### Stated problem
According to the piece on "Belle de Jour" below, which actress plays Severine?
>> START Text shown
Flashback Fridays: Luis Bunuel's "Belle de Jour"

The cinema of Luis Bunuel is like a journey through the dreamscapes of our most powerful emotions and hidden desires. As audiences flock to see the shallow, supposedly kinky antics of "Fifty Shades Of Grey," here is Bunuel's surrealistic "Belle de Jour," a film from 1967 that does a better job at capturing the erotic mindset. The film stars iconic French actress Catherine Deneuve as Severine, an upper class Parisian housewife bored with her handsome, yet bland husband (Jean Sorel). Severine loses herself in nightmares and daydreams involving humiliation and sadomasochistic moments. After hearing from a friend about a local brothel in Paris, she decides to secretly work there during the day. Her experiences with different clients and habits unchain her deepest curiosities, but not without high cost.
>> END Text shown
>> START Supplied material
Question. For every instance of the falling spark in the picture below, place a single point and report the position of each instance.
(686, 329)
>> END Supplied material
>> START Supplied material
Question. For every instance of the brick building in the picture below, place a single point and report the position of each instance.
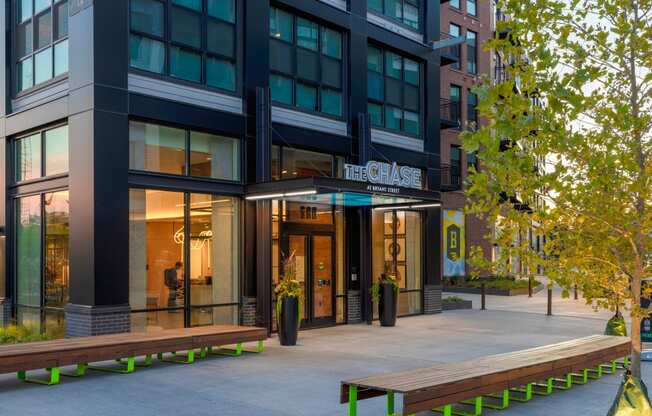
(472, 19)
>> END Supplied material
### Response to the exercise
Catherine Deneuve